§ **Raw records**:

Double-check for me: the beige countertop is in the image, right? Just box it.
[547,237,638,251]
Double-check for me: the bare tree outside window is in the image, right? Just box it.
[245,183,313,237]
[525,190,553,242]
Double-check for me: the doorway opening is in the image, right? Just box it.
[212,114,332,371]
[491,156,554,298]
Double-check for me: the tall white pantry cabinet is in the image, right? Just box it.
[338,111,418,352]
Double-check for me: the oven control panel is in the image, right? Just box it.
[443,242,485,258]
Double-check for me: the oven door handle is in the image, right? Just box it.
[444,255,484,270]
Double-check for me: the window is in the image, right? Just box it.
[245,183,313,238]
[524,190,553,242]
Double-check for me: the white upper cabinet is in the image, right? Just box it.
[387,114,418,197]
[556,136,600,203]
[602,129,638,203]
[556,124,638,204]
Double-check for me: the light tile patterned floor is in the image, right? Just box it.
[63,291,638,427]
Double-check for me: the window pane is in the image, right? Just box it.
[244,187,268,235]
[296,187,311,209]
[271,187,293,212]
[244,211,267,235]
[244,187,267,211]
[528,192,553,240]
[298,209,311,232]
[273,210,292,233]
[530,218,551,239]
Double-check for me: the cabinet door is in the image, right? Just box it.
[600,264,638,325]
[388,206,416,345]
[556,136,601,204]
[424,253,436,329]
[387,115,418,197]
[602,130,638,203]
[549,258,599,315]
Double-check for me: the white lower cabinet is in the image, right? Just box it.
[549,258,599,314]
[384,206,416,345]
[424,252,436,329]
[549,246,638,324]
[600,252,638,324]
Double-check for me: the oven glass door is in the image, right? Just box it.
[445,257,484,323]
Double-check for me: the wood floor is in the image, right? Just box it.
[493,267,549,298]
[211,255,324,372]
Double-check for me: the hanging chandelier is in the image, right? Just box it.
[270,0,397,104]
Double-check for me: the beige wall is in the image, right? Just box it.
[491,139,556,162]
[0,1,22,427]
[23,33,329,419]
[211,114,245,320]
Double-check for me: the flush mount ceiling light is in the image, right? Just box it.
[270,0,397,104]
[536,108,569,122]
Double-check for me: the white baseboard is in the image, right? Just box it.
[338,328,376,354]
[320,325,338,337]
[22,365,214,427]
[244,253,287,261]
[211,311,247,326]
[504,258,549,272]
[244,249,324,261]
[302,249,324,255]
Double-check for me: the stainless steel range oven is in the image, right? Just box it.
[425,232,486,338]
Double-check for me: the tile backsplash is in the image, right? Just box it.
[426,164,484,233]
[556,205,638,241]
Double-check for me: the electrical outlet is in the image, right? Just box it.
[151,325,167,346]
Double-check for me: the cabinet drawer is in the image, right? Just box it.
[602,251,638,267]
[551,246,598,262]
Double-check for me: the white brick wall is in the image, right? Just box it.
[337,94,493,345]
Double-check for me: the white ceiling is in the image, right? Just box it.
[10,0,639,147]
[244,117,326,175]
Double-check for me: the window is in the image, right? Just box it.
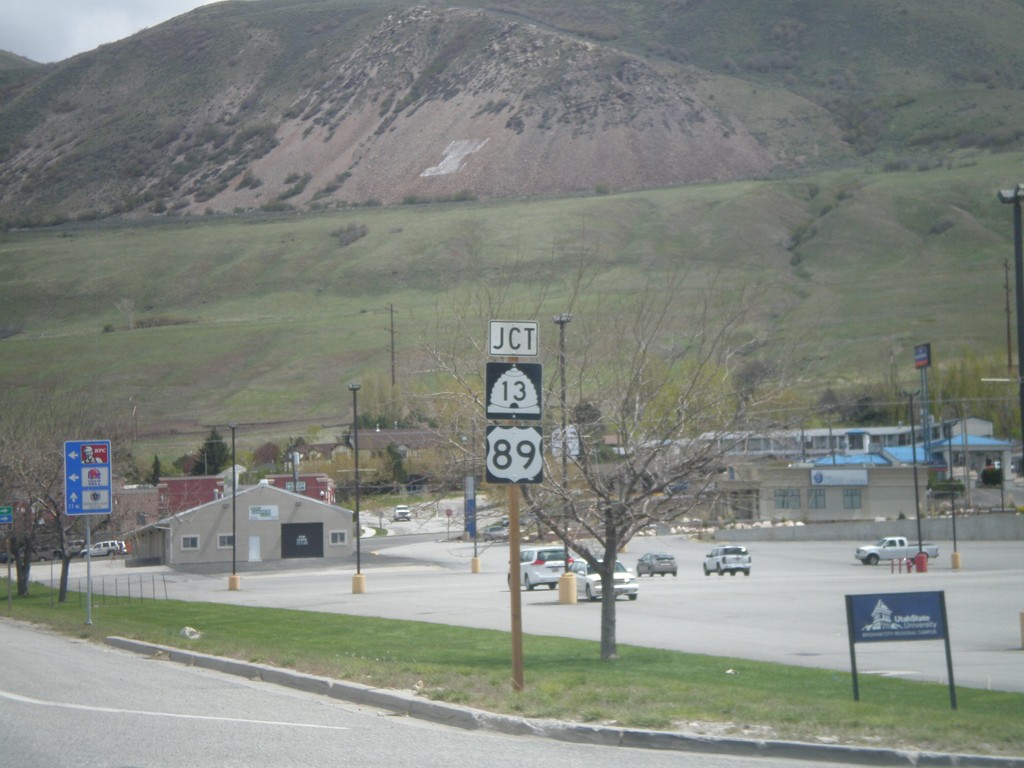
[775,488,800,509]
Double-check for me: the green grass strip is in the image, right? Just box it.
[0,580,1024,756]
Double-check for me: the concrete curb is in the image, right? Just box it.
[105,637,1024,768]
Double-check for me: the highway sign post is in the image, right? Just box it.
[484,321,544,691]
[0,507,14,613]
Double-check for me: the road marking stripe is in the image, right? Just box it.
[0,690,351,731]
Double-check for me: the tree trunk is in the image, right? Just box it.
[601,571,618,659]
[57,555,71,603]
[14,547,32,597]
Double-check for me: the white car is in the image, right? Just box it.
[509,545,572,590]
[705,544,751,575]
[569,560,640,600]
[78,541,127,557]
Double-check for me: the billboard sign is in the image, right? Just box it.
[65,440,114,515]
[847,592,946,643]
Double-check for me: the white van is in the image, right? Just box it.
[79,540,126,557]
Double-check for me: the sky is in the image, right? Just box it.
[0,0,223,63]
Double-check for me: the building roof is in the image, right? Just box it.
[139,482,350,530]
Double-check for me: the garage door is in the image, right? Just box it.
[281,522,324,559]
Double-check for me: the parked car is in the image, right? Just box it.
[569,560,640,600]
[637,552,679,579]
[509,545,572,590]
[854,536,939,565]
[705,544,751,575]
[79,540,128,557]
[481,524,509,542]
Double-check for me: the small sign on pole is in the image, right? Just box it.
[487,321,541,357]
[484,362,544,421]
[486,427,544,483]
[65,440,114,516]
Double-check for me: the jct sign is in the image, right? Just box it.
[487,321,541,357]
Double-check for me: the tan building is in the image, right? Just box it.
[132,482,355,570]
[715,465,928,522]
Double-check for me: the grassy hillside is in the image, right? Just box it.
[0,153,1024,460]
[0,0,1024,226]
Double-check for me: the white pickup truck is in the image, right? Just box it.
[855,536,939,565]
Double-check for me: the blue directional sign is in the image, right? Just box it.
[65,440,114,515]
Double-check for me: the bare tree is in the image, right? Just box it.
[0,392,132,602]
[415,270,782,658]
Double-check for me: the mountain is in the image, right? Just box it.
[0,0,1024,225]
[0,0,1024,461]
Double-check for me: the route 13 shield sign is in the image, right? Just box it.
[486,427,544,482]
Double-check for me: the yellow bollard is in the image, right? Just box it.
[558,570,577,605]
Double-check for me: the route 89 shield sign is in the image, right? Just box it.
[486,427,544,482]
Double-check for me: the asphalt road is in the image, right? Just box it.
[0,620,868,768]
[49,528,1024,691]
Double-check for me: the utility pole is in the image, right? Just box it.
[387,304,394,388]
[1002,260,1014,376]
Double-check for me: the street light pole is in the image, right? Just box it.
[348,384,367,595]
[227,421,242,591]
[998,184,1024,483]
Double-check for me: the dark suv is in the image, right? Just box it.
[637,552,679,578]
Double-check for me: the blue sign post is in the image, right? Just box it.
[65,440,114,625]
[65,440,114,516]
[846,592,956,710]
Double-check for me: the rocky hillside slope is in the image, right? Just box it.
[0,0,1024,226]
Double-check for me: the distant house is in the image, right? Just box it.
[132,481,355,570]
[348,428,446,459]
[157,473,224,515]
[265,472,336,504]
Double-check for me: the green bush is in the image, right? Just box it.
[978,467,1002,485]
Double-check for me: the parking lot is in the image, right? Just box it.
[54,536,1024,691]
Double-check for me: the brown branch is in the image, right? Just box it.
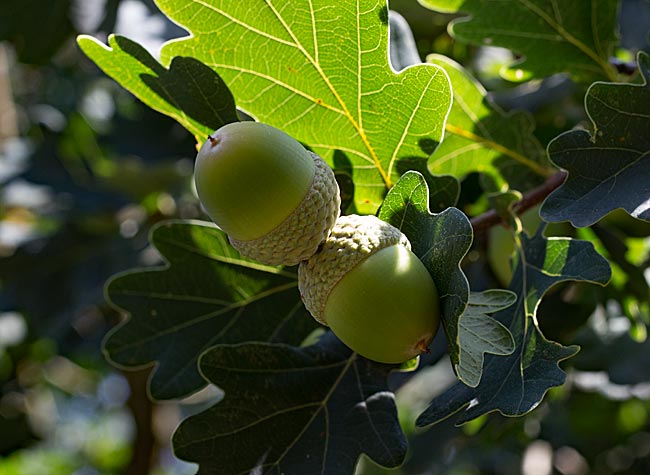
[122,368,158,475]
[470,170,567,234]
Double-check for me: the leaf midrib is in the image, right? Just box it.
[182,0,392,189]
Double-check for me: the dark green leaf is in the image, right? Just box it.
[174,332,406,475]
[456,289,517,387]
[417,227,610,426]
[541,53,650,227]
[379,171,509,385]
[419,0,619,82]
[104,222,316,399]
[77,35,239,143]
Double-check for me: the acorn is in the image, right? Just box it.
[298,215,440,363]
[194,122,341,265]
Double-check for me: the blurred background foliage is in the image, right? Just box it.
[0,0,650,475]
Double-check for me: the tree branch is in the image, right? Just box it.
[470,170,567,234]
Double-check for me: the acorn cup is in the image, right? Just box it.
[298,215,440,363]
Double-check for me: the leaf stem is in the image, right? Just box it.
[470,170,567,234]
[445,123,555,177]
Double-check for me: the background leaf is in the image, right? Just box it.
[456,289,517,387]
[419,0,618,82]
[427,55,554,190]
[417,231,610,426]
[379,171,508,384]
[137,0,451,214]
[77,35,239,143]
[104,222,317,399]
[540,53,650,227]
[174,332,406,475]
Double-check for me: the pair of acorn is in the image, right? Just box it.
[194,122,439,363]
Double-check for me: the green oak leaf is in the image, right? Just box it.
[456,289,517,387]
[173,332,406,475]
[416,226,610,427]
[81,0,451,214]
[540,53,650,227]
[379,171,508,384]
[104,221,317,399]
[427,54,554,190]
[418,0,619,82]
[77,35,239,142]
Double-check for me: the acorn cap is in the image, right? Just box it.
[229,151,341,266]
[298,214,411,325]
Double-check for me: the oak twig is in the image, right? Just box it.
[470,170,567,234]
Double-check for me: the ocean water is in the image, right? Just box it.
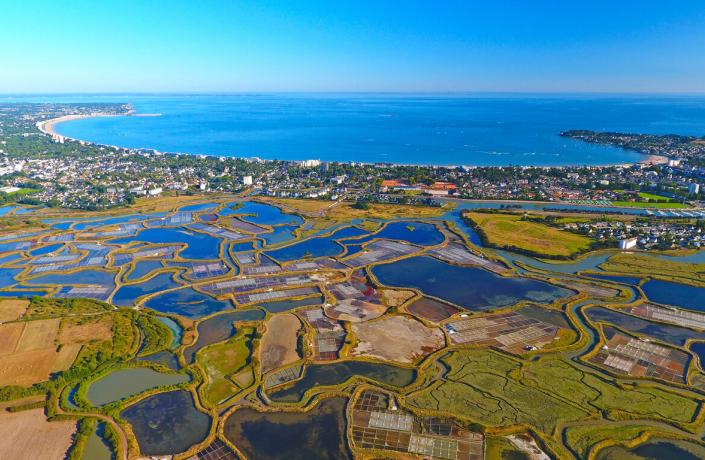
[12,94,705,166]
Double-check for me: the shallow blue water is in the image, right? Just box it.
[51,94,705,166]
[344,222,445,246]
[372,256,573,311]
[110,228,221,259]
[267,224,368,262]
[113,273,178,307]
[641,280,705,312]
[145,287,233,319]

§ **The task**:
Swap "pickup truck" for "delivery van" in the stretch from the line containing "Double-check for me: the tan" through the line containing "[855,536,939,565]", and write out only those lines with everything else unchanged.

§ **Final result**:
Double-check for me: the tan building is in the image, right? Just box it.
[132,482,355,570]
[715,465,928,522]
Double-check for me: the grassy hillside is in the image, right? Just box it.
[0,153,1024,460]
[0,0,1024,226]
Double-check for me: the white delivery van is in the image, right? Just box it.
[855,536,939,565]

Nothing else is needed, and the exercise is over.